Fragmento proporcionado:
++++++++++++++++++++

Nota: ****
Doce años de esclavitud no es la película que uno suele esperar sobre los esclavos negros americanos. Suena a otra historia. Nos obliga a sentirnos incómodos y a colocar nuestra butaca desde otro ángulo para observar de modo diferente las vivencias de aquellos hombres y mujeres que sufrieron uno de los capítulos más deleznables del pasado de Norteamérica. La tragedia de los esclavos negros, según el director británico Steve McQueen, no se respira tanto en la crueldad o en la estéril piedad de los patronos de las plantaciones, que también, se siente, sobre todo, en la indiferencia de los semejantes acostumbrados al sufrimiento. De aquellos que malviven agotando su existencia en interminables jornadas de trabajo, habitando insalubres cabañas de madera, e intentando arrancarle al sueño algo de descanso mientras se suceden las pesadillas, el insomnio o el sexo brusco, animal, el que tiene hambre de vida.
Doce años de Esclavitud se basa en la increíble biografía de Solomon Northup (Chiwetel Ejiofor), un músico negro libre que mantenía una trayectoria artística reconocida y vivía con su familia en Nueva York. Northup conoce a dos empresarios del mundo del espectáculo y, cuando intenta cerrar con ellos una serie de actuaciones en diversos puntos del país, es drogado y secuestrado. Solomon tardará en tomar conciencia de su destino, pero lo hará cuando sea vendido como esclavo en una plantación de Louisiana.
En Doce años de esclavitud el viaje hacia las tinieblas del protagonista no se anda con sutilezas. Sumerge al protagonista y a sus congéneres en una espiral de aniquilación hasta que el instinto de supervivencia acaba despojándoles de todo atisbo de humanidad poniendo en peligro, en el caso de Northup, todas aquellas convicciones que, en otra época, la civilización le prestó sin mayores complicaciones.

++++++++++++++++++++

(Datos de señalamiento de expresiones referenciales)
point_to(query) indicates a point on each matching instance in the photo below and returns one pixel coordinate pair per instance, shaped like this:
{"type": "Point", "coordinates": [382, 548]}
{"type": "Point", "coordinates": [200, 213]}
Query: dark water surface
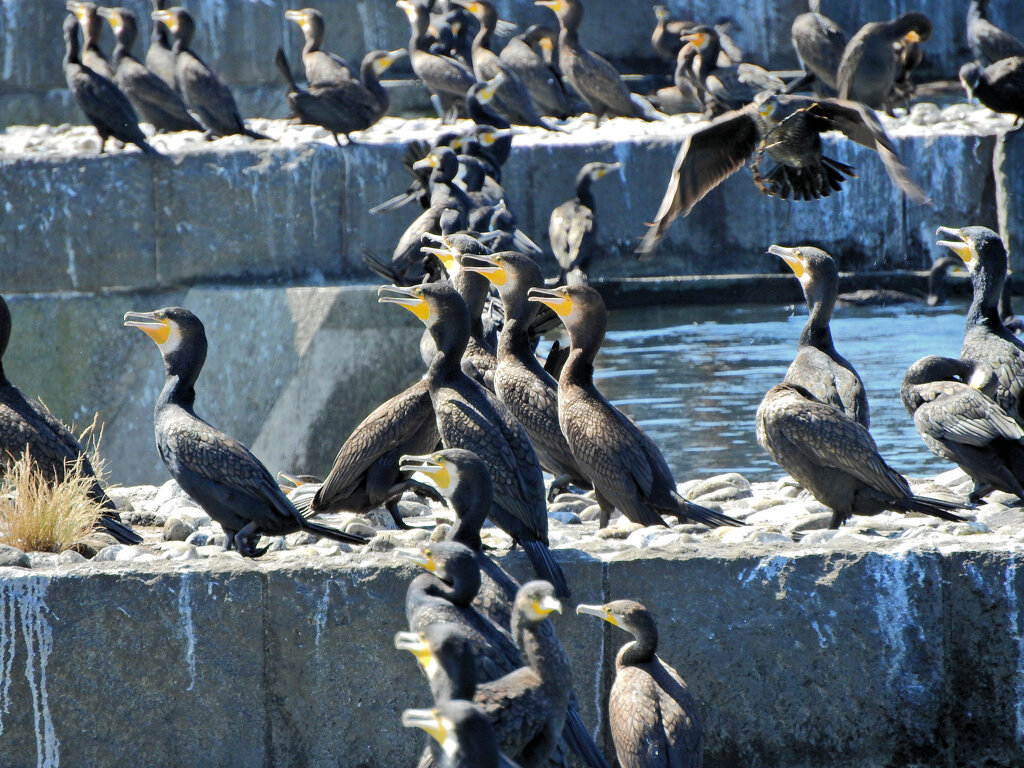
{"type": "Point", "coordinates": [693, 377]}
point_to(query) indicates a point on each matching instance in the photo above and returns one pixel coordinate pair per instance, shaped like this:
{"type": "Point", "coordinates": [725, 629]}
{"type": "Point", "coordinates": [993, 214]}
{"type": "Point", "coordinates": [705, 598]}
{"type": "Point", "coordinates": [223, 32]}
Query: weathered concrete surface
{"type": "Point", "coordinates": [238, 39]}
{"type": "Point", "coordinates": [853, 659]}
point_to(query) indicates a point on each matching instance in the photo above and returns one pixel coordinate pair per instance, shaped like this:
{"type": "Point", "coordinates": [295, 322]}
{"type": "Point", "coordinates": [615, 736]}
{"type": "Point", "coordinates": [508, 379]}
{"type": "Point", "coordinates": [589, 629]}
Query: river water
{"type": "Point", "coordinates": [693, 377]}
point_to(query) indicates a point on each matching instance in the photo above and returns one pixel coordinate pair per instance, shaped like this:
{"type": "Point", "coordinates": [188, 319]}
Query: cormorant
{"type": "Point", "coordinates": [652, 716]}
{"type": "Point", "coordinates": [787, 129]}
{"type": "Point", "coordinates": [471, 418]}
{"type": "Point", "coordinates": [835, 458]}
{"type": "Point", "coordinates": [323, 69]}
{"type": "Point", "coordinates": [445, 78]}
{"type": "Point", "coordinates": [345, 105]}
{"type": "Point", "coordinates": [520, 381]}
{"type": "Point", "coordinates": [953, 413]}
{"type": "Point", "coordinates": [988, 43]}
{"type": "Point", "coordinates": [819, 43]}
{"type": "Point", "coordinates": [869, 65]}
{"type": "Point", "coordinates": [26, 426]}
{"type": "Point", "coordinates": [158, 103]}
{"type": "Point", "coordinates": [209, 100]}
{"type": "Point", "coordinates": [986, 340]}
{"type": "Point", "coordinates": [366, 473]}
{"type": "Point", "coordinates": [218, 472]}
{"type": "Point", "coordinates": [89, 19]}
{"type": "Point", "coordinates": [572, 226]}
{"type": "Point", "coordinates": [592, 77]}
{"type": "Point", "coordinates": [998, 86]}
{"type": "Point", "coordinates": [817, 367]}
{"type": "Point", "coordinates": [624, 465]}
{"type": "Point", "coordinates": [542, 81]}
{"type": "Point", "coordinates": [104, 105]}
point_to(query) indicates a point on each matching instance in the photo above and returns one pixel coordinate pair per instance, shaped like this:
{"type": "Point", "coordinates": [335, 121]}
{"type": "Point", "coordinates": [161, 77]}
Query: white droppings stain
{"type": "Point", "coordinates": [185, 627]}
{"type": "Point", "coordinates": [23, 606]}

++++++++++++++++++++

Instrucciones:
1. Según la reseña, ¿dónde vivía Solomon Northup con su familia antes de ser secuestrado?
2. Transcribe literalmente de la reseña todo lo que va desde "En Doce años" hasta "sin mayores complicaciones.".
No hace falta consultar las entradas.

Respuestas por apartado:
1. En Nueva York.

2.
En Doce años de esclavitud el viaje hacia las tinieblas del protagonista no se anda con sutilezas. Sumerge al protagonista y a sus congéneres en una espiral de aniquilación hasta que el instinto de supervivencia acaba despojándoles de todo atisbo de humanidad poniendo en peligro, en el caso de Northup, todas aquellas convicciones que, en otra época, la civilización le prestó sin mayores complicaciones.